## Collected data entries
┏━━
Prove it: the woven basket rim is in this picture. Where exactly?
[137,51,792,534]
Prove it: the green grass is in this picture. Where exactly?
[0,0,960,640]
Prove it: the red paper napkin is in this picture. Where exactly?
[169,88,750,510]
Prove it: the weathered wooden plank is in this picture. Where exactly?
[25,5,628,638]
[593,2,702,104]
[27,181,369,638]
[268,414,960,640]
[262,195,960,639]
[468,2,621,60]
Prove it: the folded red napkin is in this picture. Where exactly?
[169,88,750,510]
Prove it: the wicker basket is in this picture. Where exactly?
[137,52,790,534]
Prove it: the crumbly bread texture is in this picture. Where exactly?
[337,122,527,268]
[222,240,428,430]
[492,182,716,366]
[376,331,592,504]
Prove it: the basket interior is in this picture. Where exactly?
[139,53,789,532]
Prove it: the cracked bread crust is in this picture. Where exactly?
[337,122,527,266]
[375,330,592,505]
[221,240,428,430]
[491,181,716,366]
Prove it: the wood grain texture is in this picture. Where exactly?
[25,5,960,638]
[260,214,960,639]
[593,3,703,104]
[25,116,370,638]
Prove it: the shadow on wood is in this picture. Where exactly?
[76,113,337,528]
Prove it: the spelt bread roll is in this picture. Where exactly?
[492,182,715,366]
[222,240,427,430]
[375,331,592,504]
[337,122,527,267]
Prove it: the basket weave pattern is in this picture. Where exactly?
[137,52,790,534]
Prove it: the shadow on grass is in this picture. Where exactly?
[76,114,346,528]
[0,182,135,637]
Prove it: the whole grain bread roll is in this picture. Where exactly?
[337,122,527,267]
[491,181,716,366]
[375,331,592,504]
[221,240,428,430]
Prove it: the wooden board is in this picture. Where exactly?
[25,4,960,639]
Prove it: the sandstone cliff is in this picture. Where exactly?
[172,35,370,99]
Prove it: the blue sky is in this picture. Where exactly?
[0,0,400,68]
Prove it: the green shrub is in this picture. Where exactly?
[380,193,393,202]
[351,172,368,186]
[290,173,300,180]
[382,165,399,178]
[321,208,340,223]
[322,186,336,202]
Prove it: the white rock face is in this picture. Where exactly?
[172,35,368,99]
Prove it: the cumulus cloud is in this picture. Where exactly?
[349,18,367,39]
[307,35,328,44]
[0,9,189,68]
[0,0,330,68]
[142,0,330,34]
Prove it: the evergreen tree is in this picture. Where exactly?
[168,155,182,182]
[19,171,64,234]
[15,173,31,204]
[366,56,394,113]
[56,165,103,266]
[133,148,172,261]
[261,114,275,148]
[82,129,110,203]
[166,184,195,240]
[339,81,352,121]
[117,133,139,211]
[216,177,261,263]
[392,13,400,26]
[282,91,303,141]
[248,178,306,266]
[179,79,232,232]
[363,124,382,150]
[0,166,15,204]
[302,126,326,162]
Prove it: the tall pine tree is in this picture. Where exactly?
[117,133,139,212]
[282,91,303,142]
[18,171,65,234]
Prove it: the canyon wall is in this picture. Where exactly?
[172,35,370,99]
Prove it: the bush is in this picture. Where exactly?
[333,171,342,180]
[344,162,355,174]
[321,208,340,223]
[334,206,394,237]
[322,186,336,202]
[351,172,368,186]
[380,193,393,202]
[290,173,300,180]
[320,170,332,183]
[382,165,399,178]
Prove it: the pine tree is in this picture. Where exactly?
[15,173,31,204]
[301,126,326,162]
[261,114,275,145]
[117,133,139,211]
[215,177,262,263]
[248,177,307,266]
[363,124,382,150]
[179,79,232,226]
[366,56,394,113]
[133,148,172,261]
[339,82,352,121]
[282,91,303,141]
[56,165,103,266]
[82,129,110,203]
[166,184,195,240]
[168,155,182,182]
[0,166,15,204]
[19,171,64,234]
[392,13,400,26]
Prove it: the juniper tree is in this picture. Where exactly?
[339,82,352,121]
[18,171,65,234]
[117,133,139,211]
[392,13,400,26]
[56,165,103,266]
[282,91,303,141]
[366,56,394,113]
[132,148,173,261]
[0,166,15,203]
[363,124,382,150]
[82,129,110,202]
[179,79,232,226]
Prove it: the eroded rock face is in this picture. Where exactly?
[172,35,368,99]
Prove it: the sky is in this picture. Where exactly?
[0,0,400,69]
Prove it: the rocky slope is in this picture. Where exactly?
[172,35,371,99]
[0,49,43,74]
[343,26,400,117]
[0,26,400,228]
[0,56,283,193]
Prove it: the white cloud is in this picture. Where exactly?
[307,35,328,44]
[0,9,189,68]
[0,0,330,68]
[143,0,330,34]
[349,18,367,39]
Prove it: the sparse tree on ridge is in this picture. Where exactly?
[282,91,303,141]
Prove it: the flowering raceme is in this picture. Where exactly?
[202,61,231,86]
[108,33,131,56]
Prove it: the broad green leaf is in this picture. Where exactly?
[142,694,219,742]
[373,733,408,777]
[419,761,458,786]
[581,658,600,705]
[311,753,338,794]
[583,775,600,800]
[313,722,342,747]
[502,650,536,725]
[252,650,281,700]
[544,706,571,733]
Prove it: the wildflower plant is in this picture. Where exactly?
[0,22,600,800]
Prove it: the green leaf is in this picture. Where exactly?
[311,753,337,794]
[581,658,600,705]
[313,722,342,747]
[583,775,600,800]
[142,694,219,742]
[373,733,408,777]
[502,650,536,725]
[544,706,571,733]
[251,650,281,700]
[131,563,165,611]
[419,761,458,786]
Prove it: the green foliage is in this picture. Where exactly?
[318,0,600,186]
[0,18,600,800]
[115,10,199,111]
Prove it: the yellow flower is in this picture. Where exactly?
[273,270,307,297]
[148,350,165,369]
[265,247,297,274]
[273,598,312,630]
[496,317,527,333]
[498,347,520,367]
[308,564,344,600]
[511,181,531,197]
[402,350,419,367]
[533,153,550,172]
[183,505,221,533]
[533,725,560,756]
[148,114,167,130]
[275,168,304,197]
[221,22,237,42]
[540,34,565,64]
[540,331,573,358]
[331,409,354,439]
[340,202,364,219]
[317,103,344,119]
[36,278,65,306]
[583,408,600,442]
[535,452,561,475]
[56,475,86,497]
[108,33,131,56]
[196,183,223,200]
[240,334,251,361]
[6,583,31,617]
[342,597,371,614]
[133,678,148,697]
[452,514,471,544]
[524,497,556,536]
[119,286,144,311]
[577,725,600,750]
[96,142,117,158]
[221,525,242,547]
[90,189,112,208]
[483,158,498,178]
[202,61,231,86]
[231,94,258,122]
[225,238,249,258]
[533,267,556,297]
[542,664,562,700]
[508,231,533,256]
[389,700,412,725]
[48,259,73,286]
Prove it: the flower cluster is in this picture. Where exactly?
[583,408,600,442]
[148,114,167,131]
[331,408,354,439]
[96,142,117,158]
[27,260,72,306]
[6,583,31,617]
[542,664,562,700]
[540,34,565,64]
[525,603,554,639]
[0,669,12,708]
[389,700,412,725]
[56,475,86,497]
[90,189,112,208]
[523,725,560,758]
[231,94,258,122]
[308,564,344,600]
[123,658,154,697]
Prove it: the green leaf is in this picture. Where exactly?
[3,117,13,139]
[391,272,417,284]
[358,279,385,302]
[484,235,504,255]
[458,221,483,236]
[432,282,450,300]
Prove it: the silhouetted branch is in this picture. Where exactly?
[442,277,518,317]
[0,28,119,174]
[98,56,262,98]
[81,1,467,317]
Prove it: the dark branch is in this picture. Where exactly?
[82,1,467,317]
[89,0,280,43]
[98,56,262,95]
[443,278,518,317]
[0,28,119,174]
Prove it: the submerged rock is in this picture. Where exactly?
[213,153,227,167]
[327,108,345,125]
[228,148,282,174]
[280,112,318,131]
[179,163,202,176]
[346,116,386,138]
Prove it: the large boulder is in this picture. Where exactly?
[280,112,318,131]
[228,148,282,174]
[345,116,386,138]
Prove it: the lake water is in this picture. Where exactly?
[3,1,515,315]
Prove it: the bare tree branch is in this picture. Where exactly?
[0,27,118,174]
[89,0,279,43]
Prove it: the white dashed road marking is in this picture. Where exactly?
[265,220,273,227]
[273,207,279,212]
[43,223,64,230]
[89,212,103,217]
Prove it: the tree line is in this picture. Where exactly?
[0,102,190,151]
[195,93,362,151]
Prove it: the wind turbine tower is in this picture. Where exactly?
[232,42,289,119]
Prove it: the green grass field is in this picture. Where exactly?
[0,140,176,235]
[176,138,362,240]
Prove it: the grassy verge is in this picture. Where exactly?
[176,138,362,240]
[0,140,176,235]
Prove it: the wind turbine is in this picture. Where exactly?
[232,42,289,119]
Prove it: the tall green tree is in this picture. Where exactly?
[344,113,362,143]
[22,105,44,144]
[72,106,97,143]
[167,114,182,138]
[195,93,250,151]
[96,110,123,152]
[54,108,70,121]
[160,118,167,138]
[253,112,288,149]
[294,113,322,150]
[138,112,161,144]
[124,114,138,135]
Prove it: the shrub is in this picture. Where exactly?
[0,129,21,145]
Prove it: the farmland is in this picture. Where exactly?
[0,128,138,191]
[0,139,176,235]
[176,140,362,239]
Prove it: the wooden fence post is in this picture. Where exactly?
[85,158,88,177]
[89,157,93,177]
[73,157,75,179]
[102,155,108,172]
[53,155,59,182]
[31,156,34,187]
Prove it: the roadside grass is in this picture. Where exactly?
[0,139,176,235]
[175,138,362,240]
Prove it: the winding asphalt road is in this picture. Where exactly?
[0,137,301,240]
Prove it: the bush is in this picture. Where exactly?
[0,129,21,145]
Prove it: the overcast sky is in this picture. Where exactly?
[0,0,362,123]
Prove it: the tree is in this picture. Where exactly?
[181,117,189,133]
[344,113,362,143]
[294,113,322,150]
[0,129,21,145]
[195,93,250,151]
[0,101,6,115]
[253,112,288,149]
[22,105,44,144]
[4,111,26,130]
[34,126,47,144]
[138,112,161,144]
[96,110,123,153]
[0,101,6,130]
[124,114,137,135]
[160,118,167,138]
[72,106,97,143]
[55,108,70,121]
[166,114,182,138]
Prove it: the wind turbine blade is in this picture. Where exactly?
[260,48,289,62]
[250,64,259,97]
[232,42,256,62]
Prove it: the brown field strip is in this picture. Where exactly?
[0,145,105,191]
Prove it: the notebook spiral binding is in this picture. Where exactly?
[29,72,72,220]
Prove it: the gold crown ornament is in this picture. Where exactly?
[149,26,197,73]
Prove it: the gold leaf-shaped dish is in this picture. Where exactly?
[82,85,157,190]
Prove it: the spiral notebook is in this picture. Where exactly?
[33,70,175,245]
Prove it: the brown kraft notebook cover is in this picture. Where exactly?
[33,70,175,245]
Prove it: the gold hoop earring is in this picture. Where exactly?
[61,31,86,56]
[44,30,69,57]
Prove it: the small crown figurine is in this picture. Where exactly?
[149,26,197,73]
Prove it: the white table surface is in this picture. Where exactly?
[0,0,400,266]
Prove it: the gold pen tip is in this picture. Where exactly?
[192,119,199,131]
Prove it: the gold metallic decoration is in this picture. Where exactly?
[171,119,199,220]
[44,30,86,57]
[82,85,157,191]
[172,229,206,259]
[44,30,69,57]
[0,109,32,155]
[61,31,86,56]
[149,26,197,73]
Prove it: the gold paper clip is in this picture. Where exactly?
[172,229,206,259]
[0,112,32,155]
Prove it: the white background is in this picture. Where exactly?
┗━━
## Requirement
Locate every line in the records above that contains the string "field", and copy each such line in full.

## Answer to this problem
Prove it: the green grass field is in this picture. Where exactly?
Prove it: the brown field strip is in this picture. Where exactly?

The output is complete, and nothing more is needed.